SHORT EXERCISE: Produce an exact copy of the lines from the line containing "Give x and y for each instance of the potted" through the last line of the listing below, both ends included, and nothing else.

ROWS:
[START]
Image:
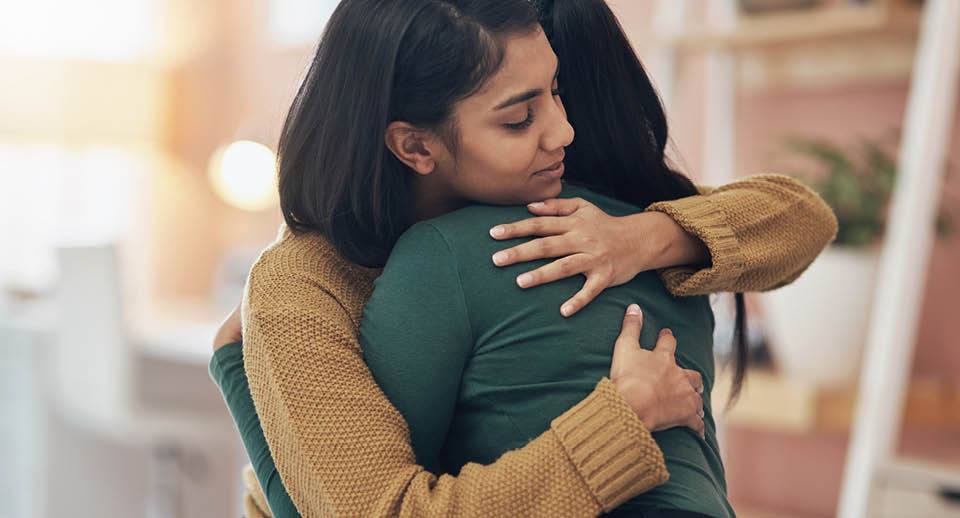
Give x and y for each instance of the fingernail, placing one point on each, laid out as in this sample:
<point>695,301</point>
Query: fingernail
<point>524,280</point>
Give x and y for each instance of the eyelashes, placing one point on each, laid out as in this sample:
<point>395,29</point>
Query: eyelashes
<point>526,123</point>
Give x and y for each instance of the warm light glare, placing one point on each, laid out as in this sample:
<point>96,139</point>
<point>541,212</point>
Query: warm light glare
<point>244,175</point>
<point>109,30</point>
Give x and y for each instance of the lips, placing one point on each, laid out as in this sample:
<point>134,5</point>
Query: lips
<point>551,168</point>
<point>555,171</point>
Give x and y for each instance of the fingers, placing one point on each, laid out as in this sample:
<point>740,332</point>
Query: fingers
<point>666,343</point>
<point>696,424</point>
<point>594,285</point>
<point>542,248</point>
<point>559,269</point>
<point>544,226</point>
<point>696,381</point>
<point>556,207</point>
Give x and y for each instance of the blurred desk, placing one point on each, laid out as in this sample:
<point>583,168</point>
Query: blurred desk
<point>772,401</point>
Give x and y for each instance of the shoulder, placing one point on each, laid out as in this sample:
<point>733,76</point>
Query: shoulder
<point>302,272</point>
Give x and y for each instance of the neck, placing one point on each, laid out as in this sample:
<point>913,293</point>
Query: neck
<point>431,200</point>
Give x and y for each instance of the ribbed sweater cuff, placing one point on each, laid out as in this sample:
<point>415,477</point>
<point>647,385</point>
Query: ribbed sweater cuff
<point>703,217</point>
<point>610,447</point>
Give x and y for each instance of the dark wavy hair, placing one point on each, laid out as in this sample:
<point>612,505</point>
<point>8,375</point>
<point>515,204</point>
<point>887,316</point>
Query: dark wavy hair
<point>380,61</point>
<point>621,126</point>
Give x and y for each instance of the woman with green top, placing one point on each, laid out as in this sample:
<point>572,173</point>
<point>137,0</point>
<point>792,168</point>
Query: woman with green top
<point>497,136</point>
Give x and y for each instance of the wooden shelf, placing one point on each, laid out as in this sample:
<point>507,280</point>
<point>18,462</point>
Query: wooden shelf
<point>773,402</point>
<point>800,26</point>
<point>819,47</point>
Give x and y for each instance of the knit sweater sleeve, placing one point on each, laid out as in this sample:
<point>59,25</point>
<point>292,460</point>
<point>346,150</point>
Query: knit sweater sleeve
<point>342,450</point>
<point>762,232</point>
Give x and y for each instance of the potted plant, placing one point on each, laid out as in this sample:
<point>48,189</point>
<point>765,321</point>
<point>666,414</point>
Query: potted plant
<point>817,326</point>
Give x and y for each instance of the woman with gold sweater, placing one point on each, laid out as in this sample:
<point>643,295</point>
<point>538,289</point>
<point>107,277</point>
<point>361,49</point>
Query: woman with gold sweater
<point>336,441</point>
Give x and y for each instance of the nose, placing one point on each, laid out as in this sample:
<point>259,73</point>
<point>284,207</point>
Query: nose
<point>558,133</point>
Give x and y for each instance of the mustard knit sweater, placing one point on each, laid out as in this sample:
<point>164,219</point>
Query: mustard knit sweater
<point>342,450</point>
[END]
THE ANSWER:
Give x and y for each instance of the potted plant, placing one point on each, laid out as in this sample:
<point>48,189</point>
<point>765,321</point>
<point>666,414</point>
Query: potted plant
<point>817,326</point>
Give x and y for each instance of the woman with gold sweater, placing one point on each, laid out as in this sample:
<point>643,295</point>
<point>538,289</point>
<point>107,277</point>
<point>361,49</point>
Query: woman with gold sweater
<point>336,441</point>
Give x and y for each instance of the nose, placing one point on each, laid out as in this sample:
<point>259,73</point>
<point>284,207</point>
Query: nose
<point>558,133</point>
Give x and y for each instance of the mustard knit sweater, placing one point on each, laid out as in this sample:
<point>164,219</point>
Query: mustard knit sweater
<point>342,450</point>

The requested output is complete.